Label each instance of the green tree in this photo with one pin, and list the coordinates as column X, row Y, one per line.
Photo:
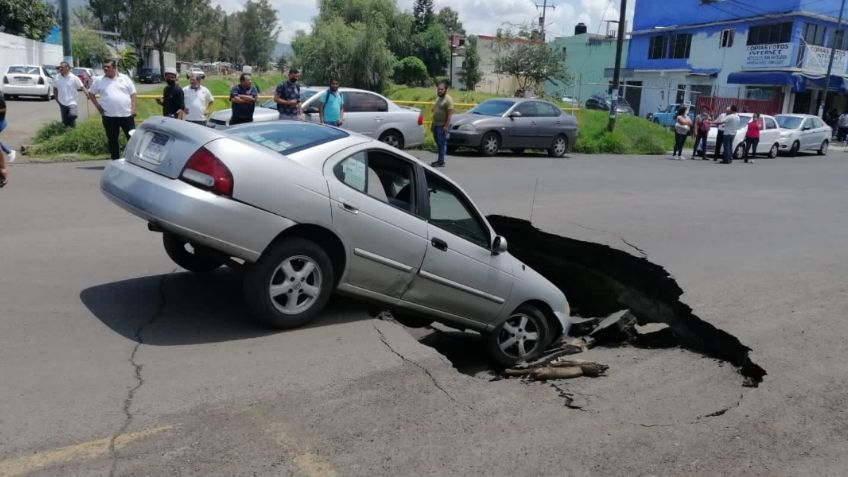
column 88, row 47
column 411, row 71
column 27, row 18
column 470, row 74
column 259, row 32
column 449, row 19
column 423, row 13
column 531, row 64
column 432, row 47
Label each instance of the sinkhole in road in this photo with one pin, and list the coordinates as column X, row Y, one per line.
column 598, row 281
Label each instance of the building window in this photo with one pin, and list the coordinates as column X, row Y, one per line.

--------------------

▶ [WRITTEN REQUEST] Rewrite these lines with "coordinates" changed to "positions" wherever it appears, keeping everything else the same and leaving out the pictures.

▶ [COMPLETE OUTPUT]
Label each instance of the green tree in this photo with one pin, and list the positions as column X, row Y, one per line.
Photo:
column 88, row 47
column 411, row 71
column 27, row 18
column 470, row 74
column 259, row 32
column 449, row 19
column 423, row 13
column 531, row 64
column 432, row 47
Label each instance of the sinkhole in road in this photo with one pin, and list the positions as column X, row Y, one per line.
column 598, row 281
Label each instance of the building window in this photo with one pin, and list the positions as column X, row Y, one per line.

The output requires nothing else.